* _练习目标_: 挑出下面列表中所有包含字符串“every”的行，并逐行照抄。

* _原始列表_:
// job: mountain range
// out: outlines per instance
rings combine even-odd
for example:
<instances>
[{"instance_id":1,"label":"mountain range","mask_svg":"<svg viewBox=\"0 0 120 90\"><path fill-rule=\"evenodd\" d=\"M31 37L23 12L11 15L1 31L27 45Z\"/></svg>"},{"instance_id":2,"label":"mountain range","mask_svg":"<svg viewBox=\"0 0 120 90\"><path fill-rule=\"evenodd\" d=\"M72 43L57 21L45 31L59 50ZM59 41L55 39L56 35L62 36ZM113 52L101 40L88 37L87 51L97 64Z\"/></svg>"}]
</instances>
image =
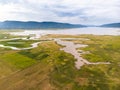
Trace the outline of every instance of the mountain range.
<instances>
[{"instance_id":1,"label":"mountain range","mask_svg":"<svg viewBox=\"0 0 120 90\"><path fill-rule=\"evenodd\" d=\"M0 29L66 29L66 28L83 28L96 27L94 25L81 25L60 22L35 22L35 21L4 21L0 22ZM103 24L97 27L120 28L120 23Z\"/></svg>"},{"instance_id":2,"label":"mountain range","mask_svg":"<svg viewBox=\"0 0 120 90\"><path fill-rule=\"evenodd\" d=\"M57 28L82 28L85 25L59 22L35 22L35 21L4 21L0 22L0 29L57 29Z\"/></svg>"}]
</instances>

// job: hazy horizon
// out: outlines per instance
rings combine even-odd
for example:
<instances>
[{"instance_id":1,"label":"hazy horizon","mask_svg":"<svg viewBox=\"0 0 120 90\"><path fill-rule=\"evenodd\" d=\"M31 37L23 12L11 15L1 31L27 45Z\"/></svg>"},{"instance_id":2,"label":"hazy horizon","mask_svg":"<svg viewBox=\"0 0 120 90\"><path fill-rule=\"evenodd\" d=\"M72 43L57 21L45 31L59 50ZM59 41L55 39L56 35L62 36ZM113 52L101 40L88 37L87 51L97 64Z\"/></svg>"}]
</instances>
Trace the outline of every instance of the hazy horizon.
<instances>
[{"instance_id":1,"label":"hazy horizon","mask_svg":"<svg viewBox=\"0 0 120 90\"><path fill-rule=\"evenodd\" d=\"M120 22L120 0L0 0L0 21L84 25Z\"/></svg>"}]
</instances>

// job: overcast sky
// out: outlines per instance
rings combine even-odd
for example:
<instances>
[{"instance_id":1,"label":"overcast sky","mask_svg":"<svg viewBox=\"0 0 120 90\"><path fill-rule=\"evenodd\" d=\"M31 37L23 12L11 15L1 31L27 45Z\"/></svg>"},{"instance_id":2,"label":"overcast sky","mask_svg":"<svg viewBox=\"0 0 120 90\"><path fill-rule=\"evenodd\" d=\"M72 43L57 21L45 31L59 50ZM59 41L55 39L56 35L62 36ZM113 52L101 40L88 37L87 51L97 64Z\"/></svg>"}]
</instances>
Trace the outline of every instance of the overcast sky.
<instances>
[{"instance_id":1,"label":"overcast sky","mask_svg":"<svg viewBox=\"0 0 120 90\"><path fill-rule=\"evenodd\" d=\"M0 21L120 22L120 0L0 0Z\"/></svg>"}]
</instances>

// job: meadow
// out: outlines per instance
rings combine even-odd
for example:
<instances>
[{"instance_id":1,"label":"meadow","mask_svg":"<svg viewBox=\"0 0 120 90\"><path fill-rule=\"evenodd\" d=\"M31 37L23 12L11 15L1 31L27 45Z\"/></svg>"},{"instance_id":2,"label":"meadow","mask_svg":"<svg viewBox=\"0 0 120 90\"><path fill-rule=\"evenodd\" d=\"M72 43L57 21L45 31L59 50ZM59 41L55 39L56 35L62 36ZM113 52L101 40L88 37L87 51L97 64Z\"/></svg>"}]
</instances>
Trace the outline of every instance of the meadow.
<instances>
[{"instance_id":1,"label":"meadow","mask_svg":"<svg viewBox=\"0 0 120 90\"><path fill-rule=\"evenodd\" d=\"M120 36L46 35L42 38L76 38L71 41L88 45L78 48L90 52L83 54L83 58L110 64L84 65L78 70L74 56L61 51L62 46L53 40L29 50L0 48L0 90L119 90Z\"/></svg>"}]
</instances>

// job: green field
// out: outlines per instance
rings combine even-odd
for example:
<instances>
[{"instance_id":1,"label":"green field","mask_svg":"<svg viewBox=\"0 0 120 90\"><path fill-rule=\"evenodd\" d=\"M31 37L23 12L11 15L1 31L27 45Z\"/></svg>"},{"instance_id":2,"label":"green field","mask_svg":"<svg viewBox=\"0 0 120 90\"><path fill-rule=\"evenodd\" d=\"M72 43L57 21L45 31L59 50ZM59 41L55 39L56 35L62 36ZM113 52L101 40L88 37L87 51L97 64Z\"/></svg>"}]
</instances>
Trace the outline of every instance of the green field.
<instances>
[{"instance_id":1,"label":"green field","mask_svg":"<svg viewBox=\"0 0 120 90\"><path fill-rule=\"evenodd\" d=\"M90 52L82 56L91 62L111 64L85 65L78 70L74 57L60 51L61 46L54 41L42 42L30 50L0 48L0 90L120 89L120 36L47 35L43 38L51 37L88 38L73 40L89 45L78 48Z\"/></svg>"}]
</instances>

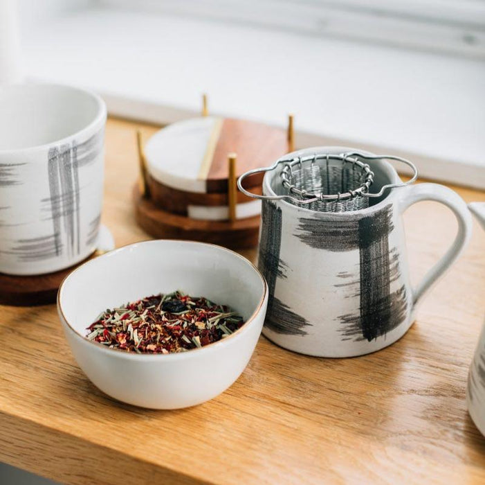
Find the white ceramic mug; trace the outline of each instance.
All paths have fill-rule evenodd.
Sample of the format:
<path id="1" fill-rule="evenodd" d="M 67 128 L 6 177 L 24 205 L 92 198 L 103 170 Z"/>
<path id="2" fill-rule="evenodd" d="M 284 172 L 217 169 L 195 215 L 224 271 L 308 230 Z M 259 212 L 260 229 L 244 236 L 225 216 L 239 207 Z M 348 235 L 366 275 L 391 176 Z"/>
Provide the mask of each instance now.
<path id="1" fill-rule="evenodd" d="M 468 207 L 485 230 L 485 202 L 473 202 Z M 470 366 L 466 404 L 473 422 L 485 436 L 485 322 Z"/>
<path id="2" fill-rule="evenodd" d="M 356 151 L 318 147 L 291 157 Z M 387 161 L 366 161 L 375 173 L 371 192 L 401 183 Z M 287 193 L 277 166 L 264 176 L 264 195 Z M 459 230 L 448 252 L 413 288 L 402 214 L 421 200 L 449 207 Z M 269 289 L 263 333 L 271 340 L 301 353 L 351 357 L 390 345 L 410 328 L 424 293 L 463 249 L 471 217 L 456 193 L 436 184 L 393 188 L 371 201 L 366 209 L 331 213 L 264 200 L 259 267 Z"/>
<path id="3" fill-rule="evenodd" d="M 106 116 L 77 88 L 0 87 L 0 272 L 57 271 L 96 249 Z"/>

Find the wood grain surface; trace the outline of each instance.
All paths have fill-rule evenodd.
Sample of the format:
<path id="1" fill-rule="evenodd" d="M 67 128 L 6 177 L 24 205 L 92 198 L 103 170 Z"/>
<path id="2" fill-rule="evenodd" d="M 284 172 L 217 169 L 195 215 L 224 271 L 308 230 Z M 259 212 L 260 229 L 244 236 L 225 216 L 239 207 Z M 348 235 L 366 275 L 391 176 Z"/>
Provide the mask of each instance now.
<path id="1" fill-rule="evenodd" d="M 147 181 L 149 188 L 149 200 L 158 207 L 174 214 L 187 215 L 190 205 L 210 207 L 229 205 L 228 193 L 198 193 L 178 191 L 158 182 L 149 175 L 147 177 Z M 263 192 L 263 188 L 259 185 L 251 188 L 250 191 L 253 193 L 260 195 Z M 250 202 L 254 200 L 253 197 L 248 197 L 239 191 L 237 197 L 238 204 Z"/>
<path id="2" fill-rule="evenodd" d="M 102 220 L 118 246 L 147 238 L 131 199 L 137 126 L 107 125 Z M 485 201 L 484 193 L 457 190 Z M 405 221 L 417 281 L 456 224 L 433 202 L 412 206 Z M 76 365 L 54 306 L 0 307 L 0 460 L 82 485 L 484 483 L 485 439 L 465 404 L 485 316 L 485 234 L 474 229 L 391 346 L 322 359 L 262 337 L 232 387 L 179 411 L 147 411 L 98 391 Z M 242 254 L 254 260 L 254 250 Z"/>

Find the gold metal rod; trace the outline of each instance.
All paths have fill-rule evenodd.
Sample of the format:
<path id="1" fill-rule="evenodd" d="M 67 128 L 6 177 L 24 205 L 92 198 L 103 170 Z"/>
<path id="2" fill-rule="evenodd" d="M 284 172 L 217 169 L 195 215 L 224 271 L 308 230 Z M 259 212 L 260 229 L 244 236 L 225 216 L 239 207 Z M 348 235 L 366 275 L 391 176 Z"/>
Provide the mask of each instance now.
<path id="1" fill-rule="evenodd" d="M 295 151 L 295 129 L 293 128 L 293 115 L 288 115 L 288 151 Z"/>
<path id="2" fill-rule="evenodd" d="M 207 107 L 207 94 L 205 93 L 202 95 L 202 116 L 209 116 L 209 109 Z"/>
<path id="3" fill-rule="evenodd" d="M 237 202 L 237 186 L 236 185 L 236 159 L 235 153 L 228 154 L 229 164 L 229 177 L 228 178 L 228 198 L 229 200 L 229 219 L 236 220 L 236 204 Z"/>
<path id="4" fill-rule="evenodd" d="M 138 186 L 142 197 L 149 197 L 148 182 L 147 181 L 147 162 L 145 158 L 145 150 L 143 149 L 143 140 L 141 131 L 136 130 L 136 144 L 138 148 L 138 164 L 140 165 L 140 177 L 138 178 Z"/>

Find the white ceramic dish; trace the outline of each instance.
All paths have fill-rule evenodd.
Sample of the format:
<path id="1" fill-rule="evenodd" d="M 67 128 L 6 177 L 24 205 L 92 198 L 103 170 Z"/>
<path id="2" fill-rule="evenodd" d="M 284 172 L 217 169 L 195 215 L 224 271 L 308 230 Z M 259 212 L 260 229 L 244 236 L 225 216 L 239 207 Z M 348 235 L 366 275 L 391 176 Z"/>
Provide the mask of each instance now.
<path id="1" fill-rule="evenodd" d="M 84 337 L 104 308 L 177 289 L 228 305 L 246 323 L 219 342 L 183 353 L 129 353 Z M 267 302 L 264 279 L 237 253 L 201 242 L 154 240 L 75 270 L 60 286 L 57 310 L 75 360 L 97 387 L 129 404 L 175 409 L 211 399 L 237 379 L 257 342 Z"/>
<path id="2" fill-rule="evenodd" d="M 93 93 L 0 87 L 0 272 L 49 273 L 96 249 L 105 122 Z"/>

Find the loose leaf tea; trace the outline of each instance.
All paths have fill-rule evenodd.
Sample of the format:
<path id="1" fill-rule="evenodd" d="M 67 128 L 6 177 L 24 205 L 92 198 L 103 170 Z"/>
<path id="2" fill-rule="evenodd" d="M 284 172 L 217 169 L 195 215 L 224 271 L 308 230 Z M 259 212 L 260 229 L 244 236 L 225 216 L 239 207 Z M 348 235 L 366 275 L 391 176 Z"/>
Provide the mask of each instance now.
<path id="1" fill-rule="evenodd" d="M 217 342 L 244 324 L 225 305 L 176 291 L 102 312 L 86 338 L 127 352 L 170 353 Z"/>

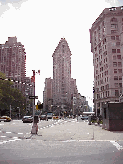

* _输出结果_:
Trace the outline of every instance of the mountain range.
Trace the outline of every instance of the hazy horizon.
Trace the outline of every instance of the overcast sky.
Trace the outline of every instance of the meadow.
Trace the outline of every instance of the green field.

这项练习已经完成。